____ ВЫБРАННЫЙ ФРАГМЕНТ

Эмиль Золя - Собрание сочинений. Т.24. Из сборников:«Что мне ненавистно» и «Экспериментальный роман»
ПИСЬМО К МОЛОДЕЖИ
© Перевод. Н. Немчинова
Я посвящаю этот очерк французской молодежи — тем, кому нынче двадцать лет и кто завтра станет обществом. Недавно произошли два события: первое представление «Рюи Блаза» во Французской Комедии[19] и торжественное вступление Ренана в Академию. По этому поводу поднялся большой шум, взрыв энтузиазма, пресса затрубила в фанфары в честь национального гения и принялась уверять, что подобные события должны служить нам утешением в наших бедствиях и порукой наших будущих триумфов. Начался полет в идеальный мир; наконец-то можно было оторваться от земли и реять в высоте, — это было как бы победой поэзии над научным духом.
В газете «Французская республика» вопрос, по-моему, поставлен совершенно ясно. Приведу выдержку: «Париж только что был свидетелем и вместе с тем ареной великого зрелища, которое он показал всему миру, — а именно, двух интеллектуальных праздников, которые останутся честью и украшением просвещенной и либеральной Франции, достойным представителем коей является наш дорогой и славный город. Принятие Эрнеста Ренана в Академию и возобновление „Рюи Блаза“ в театре Французской Комедии вполне можно считать событиями, которыми мы вправе гордиться… У нас есть немало молодых людей, ищущих свой путь; они шагают прямо вперед, идут куда глаза глядят, гонясь за новизной, и с наивностью неопытных юнцов похваляются, что гораздо лучше, чем их предшественники, чувствуют себя в беспредельной области искусства, стремящегося помериться силами с природой. Да, это верно: некоторые, обманываясь в своих силах, объявили войну идеалу, но они будут побеждены; после спектакля, состоявшегося позавчера во Французской Комедии, можно с уверенностью предсказать их поражение». Чтобы понять эту тираду, надо пояснить высокопарные фразы журналиста. Знайте, что молодые люди, о которых идет речь, — это писатели-натуралисты, те, кто воодушевлен духом научного движения нашего века и орудием своим избрал наблюдение и анализ. Журналист отмечает в своей статье, что эти писатели объявили войну идеалу, и предсказывает, что они будут побеждены лиризмом и романтической риторикой. Чего уж вернее! Целый вечер публика рукоплескала прекрасным стихам Виктора Гюго — вот и остановлено научное движение нашего века, вот и уничтожены наблюдение и анализ!

________
____ ПРЕДОСТАВЛЕННЫЕ ДАННЫЕ

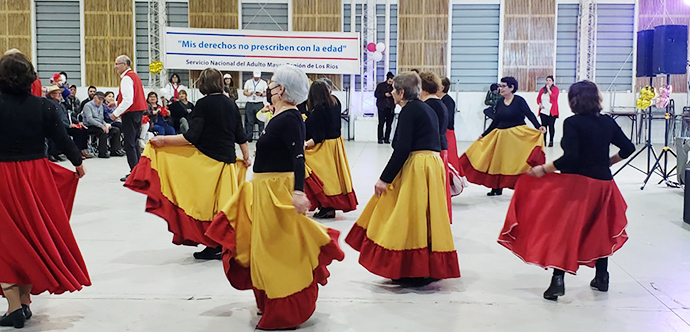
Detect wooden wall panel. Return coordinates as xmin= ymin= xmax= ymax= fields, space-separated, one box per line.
xmin=503 ymin=0 xmax=556 ymax=91
xmin=0 ymin=0 xmax=32 ymax=59
xmin=84 ymin=0 xmax=133 ymax=86
xmin=292 ymin=0 xmax=343 ymax=89
xmin=398 ymin=0 xmax=449 ymax=76
xmin=189 ymin=0 xmax=239 ymax=88
xmin=635 ymin=0 xmax=690 ymax=92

________

* ЗАДАНИЕ A *
Из какой газеты приводится выдержка во фрагменте «Письмо к молодежи»?
* ЗАДАНИЕ B *
Продолжите фрагмент «Письмо к молодежи», начиная сразу после его последнего предложения.

* ОЖИДАЕМЫЙ ОТВЕТ A *
Из газеты «Французская республика».

* ОЖИДАЕМЫЙ ОТВЕТ B *
Я процитирую еще и другие документы — для того, чтобы уточнить вопрос, о котором хочу говорить. Ренан в начале своей вступительной речи, желая польстить Академии и позабыв свои былые восторги перед Германией, сказал следующее: «Вы бросаете вызов той культуре, которая не делает человека ни любезнее, ни лучше. Очень боюсь, как бы некоторые нации, несомненно, весьма положительные по природе своей, ибо нас они упрекают в легкомыслии, не обманулись в своих надеждах завоевать симпатии целого мира совсем иными средствами, чем те, какими до сих пор удавалось добиться всеобщей благосклонности. Педантичная замкнутая наука, скучная литература, угрюмая политика, высшее общество без блеска, дворянство без остроумия, знатные люди без учтивости, великие полководцы без прославленных изречений не так-то скоро, думается, развенчают воспоминания о старом французском обществе, столь блестящем, столь изысканном и стремившемся нравиться». На это берлинская «Национальная газета» ответила: «Все европейские нации вступили в соперничество и ведут меж собой ожесточенную борьбу; кто не идет вперед, того живо обгонят. Любая нация, пожелавшая почить на лаврах, обречена на упадок и гибель. Вот истина, которую такая нация, как французская, может, вернее сказать, должна, научиться выслушивать. Но для этого ей нужны люди серьезные, а не льстецы… Мы считаем своим подлинным другом в первую голову того, кто учит нас остерегаться самого страшного на свете: туманной пустоты и недооценки своих соперников как в материальной, так и в интеллектуальной области. Мы по опыту знаем, к каким печальным последствиям это неизбежно ведет».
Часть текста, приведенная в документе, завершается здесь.